* BEGIN Entries supplied *
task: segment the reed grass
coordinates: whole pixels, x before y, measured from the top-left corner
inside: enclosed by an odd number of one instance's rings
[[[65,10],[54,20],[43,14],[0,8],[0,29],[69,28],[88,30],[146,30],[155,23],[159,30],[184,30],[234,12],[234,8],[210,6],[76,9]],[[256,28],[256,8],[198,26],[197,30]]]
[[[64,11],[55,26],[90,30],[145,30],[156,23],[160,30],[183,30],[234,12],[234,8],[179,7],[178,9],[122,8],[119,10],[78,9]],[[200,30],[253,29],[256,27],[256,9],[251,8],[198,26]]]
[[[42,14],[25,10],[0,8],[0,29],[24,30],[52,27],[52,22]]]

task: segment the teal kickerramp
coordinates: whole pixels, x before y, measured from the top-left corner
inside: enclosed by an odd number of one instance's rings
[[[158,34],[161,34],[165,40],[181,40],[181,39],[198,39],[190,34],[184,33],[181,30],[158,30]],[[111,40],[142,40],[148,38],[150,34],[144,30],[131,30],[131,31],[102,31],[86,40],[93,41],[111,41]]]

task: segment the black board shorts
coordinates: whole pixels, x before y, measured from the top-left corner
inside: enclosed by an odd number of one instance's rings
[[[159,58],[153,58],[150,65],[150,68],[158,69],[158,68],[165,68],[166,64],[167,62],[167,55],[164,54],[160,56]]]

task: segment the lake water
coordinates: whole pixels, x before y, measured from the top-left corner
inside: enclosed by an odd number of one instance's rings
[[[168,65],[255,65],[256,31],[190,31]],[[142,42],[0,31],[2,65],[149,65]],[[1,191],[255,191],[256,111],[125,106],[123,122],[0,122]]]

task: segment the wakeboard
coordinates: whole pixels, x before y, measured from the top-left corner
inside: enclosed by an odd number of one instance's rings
* END Entries supplied *
Copy out every line of the rows, starting at the line that contains "task: segment the lake water" and ending at the final line of the rows, keeping each line unchanged.

task: segment the lake water
coordinates: whole pixels, x before y, measured from the top-left corner
inside: enclosed by an odd number of one instance's rings
[[[168,65],[255,65],[256,31],[190,31]],[[142,42],[0,31],[2,65],[149,65]],[[1,191],[255,191],[256,111],[125,106],[123,122],[0,122]]]

task: segment the wakeboard
coordinates: whole pixels, x before y, measured from the top-left corner
inside: enclosed by an odd number of one instance's rings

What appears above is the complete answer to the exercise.